=== Objectives ===
1 - In the post about black-and-white movies, who directed Nebraska?
2 - Transcribe the part of the post about black-and-white movies between "The late, great" and "and white films.", inclusive.

=== Document ===
• • •

Sunday, February 15, 2015

Black and White Movies in the Post-Color Era

The late, great Roger Ebert, in his 1989 essay, Why I Love Black and White, wrote that “black and white is a legitimate and beautiful artistic choice in motion pictures, creating feelings and effects that cannot be obtained any other way.”

Which is why some filmmakers still use this method for certain projects, even though color photography has been the cinematic norm for well over half a century, and even though many cinema goers are reluctant (or flat-out refuse) to see black and white films.

Nebraska, a 2013 road trip movie starring Bruce Dern, was shot in black and white, despite some hesitance from the film’s distributor, Paramount Vantage. According to director Alexander Payne (via, he filmed it that way to produce an “iconic, archetypal look," a sentiment shared by cinematographer Phedon Papamichael, who referenced the “poetic power of the black and white” in combination with the Nebraska landscapes.

Like other artsy films, black and white movies are a financial risk.

The Coen brothers’ The Man Who Wasn't There (2001), which paid homage to film noir of the 1930s and ’40s, failed to recoup its $20 million budget at the box office. Ditto Woody Allen’s Celebrity (1994), which earned barely half of its $12 million budget.

Thankfully, others have done surprisingly well.

• • •

=== Data rows ===
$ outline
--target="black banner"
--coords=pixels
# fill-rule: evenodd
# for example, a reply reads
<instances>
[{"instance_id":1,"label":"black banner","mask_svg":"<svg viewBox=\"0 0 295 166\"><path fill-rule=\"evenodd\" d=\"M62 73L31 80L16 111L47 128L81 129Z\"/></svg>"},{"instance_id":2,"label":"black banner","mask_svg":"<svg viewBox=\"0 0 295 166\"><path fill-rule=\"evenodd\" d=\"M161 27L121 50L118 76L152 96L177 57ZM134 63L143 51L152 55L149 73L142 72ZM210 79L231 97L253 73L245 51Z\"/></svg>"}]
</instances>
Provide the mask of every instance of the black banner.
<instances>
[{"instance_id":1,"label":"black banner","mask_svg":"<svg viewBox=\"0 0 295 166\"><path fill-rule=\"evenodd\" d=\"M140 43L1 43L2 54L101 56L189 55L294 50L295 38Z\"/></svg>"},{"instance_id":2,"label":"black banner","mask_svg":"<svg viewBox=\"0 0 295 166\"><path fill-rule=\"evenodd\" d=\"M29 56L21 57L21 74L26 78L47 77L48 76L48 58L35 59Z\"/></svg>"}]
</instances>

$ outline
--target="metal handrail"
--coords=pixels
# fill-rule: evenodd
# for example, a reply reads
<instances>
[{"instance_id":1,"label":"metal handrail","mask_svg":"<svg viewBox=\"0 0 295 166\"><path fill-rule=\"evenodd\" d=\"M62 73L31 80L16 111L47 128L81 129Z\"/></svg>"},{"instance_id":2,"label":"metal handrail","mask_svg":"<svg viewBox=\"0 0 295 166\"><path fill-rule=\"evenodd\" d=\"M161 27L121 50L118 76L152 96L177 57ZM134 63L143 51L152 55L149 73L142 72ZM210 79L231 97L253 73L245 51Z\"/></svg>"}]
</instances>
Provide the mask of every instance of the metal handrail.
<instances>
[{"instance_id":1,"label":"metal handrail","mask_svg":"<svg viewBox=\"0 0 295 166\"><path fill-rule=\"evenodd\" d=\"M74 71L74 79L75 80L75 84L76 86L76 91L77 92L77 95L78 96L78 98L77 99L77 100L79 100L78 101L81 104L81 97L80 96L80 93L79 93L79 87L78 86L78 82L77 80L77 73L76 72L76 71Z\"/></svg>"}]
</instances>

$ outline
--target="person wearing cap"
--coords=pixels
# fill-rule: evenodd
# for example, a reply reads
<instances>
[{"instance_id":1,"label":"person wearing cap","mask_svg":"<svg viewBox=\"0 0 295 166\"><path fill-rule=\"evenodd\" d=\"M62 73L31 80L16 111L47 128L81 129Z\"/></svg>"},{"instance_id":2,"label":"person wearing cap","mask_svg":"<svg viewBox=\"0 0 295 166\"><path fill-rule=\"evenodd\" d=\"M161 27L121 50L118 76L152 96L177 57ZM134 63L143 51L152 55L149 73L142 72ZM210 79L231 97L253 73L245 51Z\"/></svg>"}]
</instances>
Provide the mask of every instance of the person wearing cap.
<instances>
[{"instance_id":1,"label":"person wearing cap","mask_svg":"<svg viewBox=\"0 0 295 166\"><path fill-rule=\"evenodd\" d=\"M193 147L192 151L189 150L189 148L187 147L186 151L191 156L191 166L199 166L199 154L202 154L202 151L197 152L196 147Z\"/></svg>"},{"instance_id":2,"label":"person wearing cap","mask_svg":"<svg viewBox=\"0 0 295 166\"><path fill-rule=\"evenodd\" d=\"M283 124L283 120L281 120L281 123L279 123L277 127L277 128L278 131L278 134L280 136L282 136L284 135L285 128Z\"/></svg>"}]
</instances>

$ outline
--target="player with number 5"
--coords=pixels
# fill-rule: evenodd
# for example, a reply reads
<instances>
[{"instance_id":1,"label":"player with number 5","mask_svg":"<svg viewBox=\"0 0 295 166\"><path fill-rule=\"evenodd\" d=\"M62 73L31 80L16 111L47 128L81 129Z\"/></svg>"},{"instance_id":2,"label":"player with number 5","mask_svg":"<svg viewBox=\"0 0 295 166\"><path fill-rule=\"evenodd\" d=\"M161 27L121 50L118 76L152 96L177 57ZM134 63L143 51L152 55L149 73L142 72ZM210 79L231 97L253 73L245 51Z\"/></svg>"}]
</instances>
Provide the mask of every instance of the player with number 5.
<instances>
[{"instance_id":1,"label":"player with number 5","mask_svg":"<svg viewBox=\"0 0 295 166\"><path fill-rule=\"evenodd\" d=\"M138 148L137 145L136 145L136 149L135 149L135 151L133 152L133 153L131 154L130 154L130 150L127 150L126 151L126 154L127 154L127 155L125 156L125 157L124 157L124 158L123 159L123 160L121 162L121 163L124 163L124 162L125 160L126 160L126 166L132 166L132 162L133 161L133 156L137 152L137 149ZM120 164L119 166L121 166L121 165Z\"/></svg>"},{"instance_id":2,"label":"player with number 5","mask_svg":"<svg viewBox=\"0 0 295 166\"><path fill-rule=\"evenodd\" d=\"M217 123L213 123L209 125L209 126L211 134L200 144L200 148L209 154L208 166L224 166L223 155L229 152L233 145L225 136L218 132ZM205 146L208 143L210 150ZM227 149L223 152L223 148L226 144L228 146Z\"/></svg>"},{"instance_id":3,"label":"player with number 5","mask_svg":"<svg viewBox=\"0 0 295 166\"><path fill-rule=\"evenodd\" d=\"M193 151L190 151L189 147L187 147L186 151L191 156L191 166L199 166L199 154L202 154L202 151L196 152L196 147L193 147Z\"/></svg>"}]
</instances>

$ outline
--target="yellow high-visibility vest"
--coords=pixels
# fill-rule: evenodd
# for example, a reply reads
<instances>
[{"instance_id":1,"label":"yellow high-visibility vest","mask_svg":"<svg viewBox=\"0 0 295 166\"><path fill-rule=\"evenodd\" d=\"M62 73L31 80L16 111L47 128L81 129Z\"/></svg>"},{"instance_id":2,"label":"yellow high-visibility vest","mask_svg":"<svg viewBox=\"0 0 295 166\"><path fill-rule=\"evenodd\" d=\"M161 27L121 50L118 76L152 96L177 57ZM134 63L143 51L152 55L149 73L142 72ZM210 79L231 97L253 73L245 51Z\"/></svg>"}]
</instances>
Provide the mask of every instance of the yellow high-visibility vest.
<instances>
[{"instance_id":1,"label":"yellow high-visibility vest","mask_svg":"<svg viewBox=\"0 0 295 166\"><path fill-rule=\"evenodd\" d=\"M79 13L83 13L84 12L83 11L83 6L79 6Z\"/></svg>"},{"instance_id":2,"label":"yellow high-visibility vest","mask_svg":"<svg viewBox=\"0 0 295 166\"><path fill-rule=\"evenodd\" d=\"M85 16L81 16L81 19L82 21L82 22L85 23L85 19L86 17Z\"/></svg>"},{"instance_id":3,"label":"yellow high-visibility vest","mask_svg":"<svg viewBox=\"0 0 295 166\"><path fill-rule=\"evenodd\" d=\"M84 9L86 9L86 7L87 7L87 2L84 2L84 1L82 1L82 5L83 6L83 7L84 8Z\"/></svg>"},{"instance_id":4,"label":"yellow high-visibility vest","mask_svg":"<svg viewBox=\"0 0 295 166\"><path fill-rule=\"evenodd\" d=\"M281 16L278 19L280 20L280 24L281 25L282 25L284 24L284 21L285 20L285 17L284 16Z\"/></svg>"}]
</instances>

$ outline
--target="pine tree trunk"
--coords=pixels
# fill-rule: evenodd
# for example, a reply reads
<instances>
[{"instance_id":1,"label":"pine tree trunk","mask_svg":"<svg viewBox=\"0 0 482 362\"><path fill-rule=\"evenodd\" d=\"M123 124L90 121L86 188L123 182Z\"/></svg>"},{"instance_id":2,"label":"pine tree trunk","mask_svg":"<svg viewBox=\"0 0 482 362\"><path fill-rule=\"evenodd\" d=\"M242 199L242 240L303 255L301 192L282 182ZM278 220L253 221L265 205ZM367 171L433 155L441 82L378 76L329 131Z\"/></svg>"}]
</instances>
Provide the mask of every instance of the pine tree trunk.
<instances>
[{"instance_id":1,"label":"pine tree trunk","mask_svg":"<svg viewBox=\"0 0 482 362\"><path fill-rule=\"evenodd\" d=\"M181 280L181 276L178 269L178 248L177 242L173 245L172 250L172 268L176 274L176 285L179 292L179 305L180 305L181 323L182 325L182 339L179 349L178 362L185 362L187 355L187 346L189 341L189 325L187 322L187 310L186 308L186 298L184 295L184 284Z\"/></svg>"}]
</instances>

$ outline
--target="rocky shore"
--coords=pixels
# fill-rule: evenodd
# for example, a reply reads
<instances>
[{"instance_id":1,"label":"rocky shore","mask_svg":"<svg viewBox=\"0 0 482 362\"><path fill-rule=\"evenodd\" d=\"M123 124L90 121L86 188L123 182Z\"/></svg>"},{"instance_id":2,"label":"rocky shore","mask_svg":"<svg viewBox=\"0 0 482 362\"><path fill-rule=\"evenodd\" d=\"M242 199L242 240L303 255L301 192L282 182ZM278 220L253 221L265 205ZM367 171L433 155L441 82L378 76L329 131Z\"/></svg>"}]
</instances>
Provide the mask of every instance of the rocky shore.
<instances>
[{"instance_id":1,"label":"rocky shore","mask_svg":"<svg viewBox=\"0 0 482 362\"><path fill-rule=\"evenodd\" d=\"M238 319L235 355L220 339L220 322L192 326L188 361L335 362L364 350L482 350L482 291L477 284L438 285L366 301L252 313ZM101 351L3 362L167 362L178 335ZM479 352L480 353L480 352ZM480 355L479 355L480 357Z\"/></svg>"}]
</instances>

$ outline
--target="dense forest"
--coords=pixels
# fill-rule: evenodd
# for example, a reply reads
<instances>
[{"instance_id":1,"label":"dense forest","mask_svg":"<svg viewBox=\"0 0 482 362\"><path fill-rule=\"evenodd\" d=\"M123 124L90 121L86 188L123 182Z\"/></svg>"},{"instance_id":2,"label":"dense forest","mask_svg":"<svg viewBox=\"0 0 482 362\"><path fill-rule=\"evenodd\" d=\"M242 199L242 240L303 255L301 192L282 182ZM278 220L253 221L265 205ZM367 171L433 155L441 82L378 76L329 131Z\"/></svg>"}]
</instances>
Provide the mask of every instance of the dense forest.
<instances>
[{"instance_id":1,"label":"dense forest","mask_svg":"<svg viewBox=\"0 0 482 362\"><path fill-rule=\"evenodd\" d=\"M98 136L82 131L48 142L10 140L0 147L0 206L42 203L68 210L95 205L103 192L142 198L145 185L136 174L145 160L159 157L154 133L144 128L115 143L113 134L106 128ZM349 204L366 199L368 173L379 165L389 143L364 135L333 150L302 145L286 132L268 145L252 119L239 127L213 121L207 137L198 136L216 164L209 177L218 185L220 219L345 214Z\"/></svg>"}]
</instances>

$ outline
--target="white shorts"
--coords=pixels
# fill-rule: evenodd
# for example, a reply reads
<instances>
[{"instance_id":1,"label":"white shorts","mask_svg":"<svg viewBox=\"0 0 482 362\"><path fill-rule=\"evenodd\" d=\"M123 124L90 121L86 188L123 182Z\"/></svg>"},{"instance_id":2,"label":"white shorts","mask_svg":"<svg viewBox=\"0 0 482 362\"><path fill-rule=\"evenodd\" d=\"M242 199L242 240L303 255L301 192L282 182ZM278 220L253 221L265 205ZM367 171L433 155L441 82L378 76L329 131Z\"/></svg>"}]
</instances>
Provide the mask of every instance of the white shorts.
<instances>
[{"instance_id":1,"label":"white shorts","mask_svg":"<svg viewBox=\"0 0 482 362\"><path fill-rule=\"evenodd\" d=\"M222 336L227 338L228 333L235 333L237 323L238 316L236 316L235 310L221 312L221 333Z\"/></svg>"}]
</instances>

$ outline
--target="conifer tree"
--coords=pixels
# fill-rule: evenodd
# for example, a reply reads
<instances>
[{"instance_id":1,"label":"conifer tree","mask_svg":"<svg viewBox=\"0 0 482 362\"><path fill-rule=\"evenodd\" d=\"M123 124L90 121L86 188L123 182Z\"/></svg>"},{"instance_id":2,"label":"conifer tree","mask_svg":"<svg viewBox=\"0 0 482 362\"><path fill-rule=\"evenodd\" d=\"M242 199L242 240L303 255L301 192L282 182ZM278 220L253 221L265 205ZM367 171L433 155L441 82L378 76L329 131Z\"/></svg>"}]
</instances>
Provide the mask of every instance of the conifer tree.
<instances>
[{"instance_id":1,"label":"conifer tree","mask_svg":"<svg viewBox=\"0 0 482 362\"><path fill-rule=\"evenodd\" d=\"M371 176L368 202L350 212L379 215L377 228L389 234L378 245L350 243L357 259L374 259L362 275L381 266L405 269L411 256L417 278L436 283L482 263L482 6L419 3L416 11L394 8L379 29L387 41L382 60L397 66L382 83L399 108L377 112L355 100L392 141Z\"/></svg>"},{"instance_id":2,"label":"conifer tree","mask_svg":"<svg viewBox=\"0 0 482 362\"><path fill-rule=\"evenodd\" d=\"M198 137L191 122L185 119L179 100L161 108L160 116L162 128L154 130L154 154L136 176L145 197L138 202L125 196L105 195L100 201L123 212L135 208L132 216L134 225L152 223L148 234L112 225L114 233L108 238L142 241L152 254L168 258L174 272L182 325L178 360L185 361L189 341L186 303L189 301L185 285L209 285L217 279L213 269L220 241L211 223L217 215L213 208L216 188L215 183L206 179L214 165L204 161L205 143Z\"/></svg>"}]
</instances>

• • •

=== The solutions ===
1 - Alexander Payne

2 -
The late, great Roger Ebert, in his 1989 essay, Why I Love Black and White, wrote that “black and white is a legitimate and beautiful artistic choice in motion pictures, creating feelings and effects that cannot be obtained any other way.”

Which is why some filmmakers still use this method for certain projects, even though color photography has been the cinematic norm for well over half a century, and even though many cinema goers are reluctant (or flat-out refuse) to see black and white films.